----- Given text -----
As the rush to find a treatment for the new coronavirus continues across the globe, so has the dissemination of 'fake news' and misinformation, which many experts fear only compounds the dangers of the pandemic. It's crucial to get the right information about the disease for winning the new global threat. So, here is the part 2 of World Health Organization's myth busters on novel coronavirus:
Can spraying alcohol or chlorine all over your body kill the new coronavirus?
No. Spraying alcohol or chlorine all over your body will not kill viruses that have already entered your body. Spraying such substances can be harmful to clothes or mucous membranes (i.e. eyes, mouth). Be aware that both alcohol and chlorine can be useful to disinfect surfaces, but they need to be used under appropriate recommendations.
Do vaccines against pneumonia protect you against the new coronavirus?
No. Vaccines against pneumonia, such as pneumococcal vaccine and Haemophilus influenza type B (Hib) vaccine, do not provide protection against the new coronavirus. The virus is so new and different that it needs its own vaccine. Researchers are trying to develop a vaccine against 2019-nCoV, and WHO is supporting their efforts. Although these vaccines are not effective against 2019-nCoV, vaccination against respiratory illnesses is highly recommended to protect your health.
Can regularly rinsing your nose with saline help prevent infection with the new coronavirus?
No. There is no evidence that regularly rinsing the nose with saline has protected people from infection with the new coronavirus. There is some limited evidence that regularly rinsing nose with saline can help people recover more quickly from the common cold. However, regularly rinsing the nose has not been shown to prevent respiratory infections.
Can eating garlic help prevent infection with the new coronavirus?
Garlic is a healthy food that may have some antimicrobial properties. However, there is no evidence from the current outbreak that eating garlic has protected people from the new coronavirus.
----- Records shown -----
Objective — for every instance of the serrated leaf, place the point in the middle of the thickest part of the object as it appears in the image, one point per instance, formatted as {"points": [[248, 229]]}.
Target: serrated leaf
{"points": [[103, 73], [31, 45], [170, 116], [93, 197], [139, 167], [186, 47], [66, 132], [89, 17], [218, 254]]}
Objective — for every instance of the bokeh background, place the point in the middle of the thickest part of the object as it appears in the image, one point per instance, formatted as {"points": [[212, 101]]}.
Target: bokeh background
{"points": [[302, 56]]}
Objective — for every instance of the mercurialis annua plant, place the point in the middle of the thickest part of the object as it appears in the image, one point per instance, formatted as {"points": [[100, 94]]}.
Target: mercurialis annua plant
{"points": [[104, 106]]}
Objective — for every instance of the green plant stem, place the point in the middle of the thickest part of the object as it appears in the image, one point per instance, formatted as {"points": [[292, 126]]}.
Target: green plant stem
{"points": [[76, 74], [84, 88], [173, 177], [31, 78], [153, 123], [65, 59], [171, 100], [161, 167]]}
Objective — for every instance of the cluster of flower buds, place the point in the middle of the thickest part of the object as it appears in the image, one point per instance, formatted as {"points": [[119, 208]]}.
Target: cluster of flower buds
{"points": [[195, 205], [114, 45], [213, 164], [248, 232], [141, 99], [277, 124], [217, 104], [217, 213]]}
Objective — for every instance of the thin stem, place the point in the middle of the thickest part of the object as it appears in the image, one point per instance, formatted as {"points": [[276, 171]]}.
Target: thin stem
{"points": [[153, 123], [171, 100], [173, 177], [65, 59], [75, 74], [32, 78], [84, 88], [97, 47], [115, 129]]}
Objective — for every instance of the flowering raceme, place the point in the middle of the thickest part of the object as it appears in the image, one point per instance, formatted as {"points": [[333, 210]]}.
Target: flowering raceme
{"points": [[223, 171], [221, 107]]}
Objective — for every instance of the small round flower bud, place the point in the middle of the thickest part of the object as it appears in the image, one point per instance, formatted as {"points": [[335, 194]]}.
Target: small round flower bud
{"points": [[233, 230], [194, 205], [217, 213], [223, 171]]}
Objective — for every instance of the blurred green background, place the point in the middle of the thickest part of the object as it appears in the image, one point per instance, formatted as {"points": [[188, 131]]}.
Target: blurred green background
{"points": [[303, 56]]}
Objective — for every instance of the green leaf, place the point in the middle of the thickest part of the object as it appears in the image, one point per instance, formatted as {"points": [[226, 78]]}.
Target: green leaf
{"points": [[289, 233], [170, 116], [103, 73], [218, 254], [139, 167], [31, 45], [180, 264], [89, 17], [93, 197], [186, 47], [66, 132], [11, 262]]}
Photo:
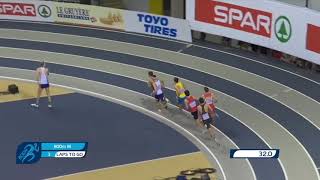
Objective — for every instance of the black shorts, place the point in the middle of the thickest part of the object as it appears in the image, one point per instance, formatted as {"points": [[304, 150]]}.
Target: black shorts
{"points": [[208, 123], [160, 97], [44, 86], [195, 115]]}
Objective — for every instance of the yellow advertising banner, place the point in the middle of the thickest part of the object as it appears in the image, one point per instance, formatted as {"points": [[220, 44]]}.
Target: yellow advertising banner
{"points": [[79, 14]]}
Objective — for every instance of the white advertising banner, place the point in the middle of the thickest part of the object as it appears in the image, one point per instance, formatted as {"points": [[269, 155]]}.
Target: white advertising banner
{"points": [[267, 23], [26, 10], [157, 25]]}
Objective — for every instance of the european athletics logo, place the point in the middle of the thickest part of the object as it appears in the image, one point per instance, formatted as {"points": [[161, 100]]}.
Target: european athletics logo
{"points": [[28, 153]]}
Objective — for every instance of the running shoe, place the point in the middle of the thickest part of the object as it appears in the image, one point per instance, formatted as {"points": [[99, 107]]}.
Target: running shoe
{"points": [[34, 105]]}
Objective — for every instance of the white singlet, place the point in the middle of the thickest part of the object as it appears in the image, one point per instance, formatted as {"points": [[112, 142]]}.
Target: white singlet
{"points": [[158, 87], [43, 76]]}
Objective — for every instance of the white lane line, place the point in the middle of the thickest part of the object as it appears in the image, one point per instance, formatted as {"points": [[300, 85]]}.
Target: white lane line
{"points": [[209, 61], [122, 165], [199, 85], [184, 48], [136, 107], [287, 90], [312, 162], [290, 134], [274, 95], [155, 37], [198, 46], [187, 67], [228, 66]]}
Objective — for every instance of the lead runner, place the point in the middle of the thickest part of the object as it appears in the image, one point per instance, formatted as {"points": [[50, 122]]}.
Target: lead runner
{"points": [[42, 74]]}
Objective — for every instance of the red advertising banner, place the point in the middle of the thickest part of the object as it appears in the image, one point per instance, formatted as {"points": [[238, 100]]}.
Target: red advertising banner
{"points": [[233, 16], [17, 9], [313, 38]]}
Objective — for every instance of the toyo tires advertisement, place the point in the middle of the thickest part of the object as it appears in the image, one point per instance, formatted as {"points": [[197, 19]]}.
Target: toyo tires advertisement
{"points": [[271, 24], [156, 25]]}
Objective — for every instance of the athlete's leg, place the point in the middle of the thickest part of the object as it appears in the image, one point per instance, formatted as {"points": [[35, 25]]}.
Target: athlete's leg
{"points": [[39, 90], [49, 97]]}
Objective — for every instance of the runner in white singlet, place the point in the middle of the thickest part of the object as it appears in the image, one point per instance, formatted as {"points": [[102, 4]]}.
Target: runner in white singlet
{"points": [[42, 74]]}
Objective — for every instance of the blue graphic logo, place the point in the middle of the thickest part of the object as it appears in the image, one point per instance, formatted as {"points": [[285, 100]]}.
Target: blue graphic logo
{"points": [[28, 153]]}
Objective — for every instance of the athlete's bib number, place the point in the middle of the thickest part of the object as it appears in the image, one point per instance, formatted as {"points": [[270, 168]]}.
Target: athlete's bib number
{"points": [[193, 104], [205, 116], [209, 101]]}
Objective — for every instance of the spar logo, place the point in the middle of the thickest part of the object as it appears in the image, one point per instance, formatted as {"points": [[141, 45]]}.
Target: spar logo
{"points": [[234, 16], [283, 29], [44, 11], [17, 9]]}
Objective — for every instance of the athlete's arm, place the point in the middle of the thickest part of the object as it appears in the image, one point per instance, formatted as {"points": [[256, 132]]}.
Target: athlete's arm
{"points": [[154, 87], [177, 89], [186, 103], [199, 113], [210, 111], [37, 75], [214, 97]]}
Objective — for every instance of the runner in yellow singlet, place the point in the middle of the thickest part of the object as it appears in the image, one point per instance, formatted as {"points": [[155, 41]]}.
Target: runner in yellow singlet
{"points": [[180, 88]]}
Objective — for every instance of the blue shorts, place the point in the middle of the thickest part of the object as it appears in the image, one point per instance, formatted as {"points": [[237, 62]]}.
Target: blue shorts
{"points": [[181, 100], [44, 86], [160, 97], [208, 123]]}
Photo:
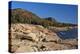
-----
*Task brief:* Continue the coronavirus myth-busting text from its last sentence.

*Reply:*
Does the new coronavirus affect older people, or are younger people also susceptible?
People of all ages can be infected by the new coronavirus (2019-nCoV). Older people, and people with pre-existing medical conditions (such as asthma, diabetes, heart disease) appear to be more vulnerable to becoming severely ill with the virus. WHO advises people of all ages to take steps to protect themselves from the virus, for example by following good hand hygiene and good respiratory hygiene.
Are antibiotics effective in preventing and treating the new coronavirus?
No, antibiotics do not work against viruses, only bacteria. The new coronavirus (2019-nCoV) is a virus and, therefore, antibiotics should not be used as a means of prevention or treatment. However, if you are hospitalized for the 2019-nCoV, you may receive antibiotics because bacterial co-infection is possible.
Are there any specific medicines to prevent or treat the new coronavirus?
To date, there is no specific medicine recommended to prevent or treat the new coronavirus (2019-nCoV). However, those infected with the virus should receive appropriate care to relieve and treat symptoms, and those with severe illness should receive optimized supportive care. Some specific treatments are under investigation, and will be tested through clinical trials. WHO is helping to accelerate research and development efforts with a range or partners.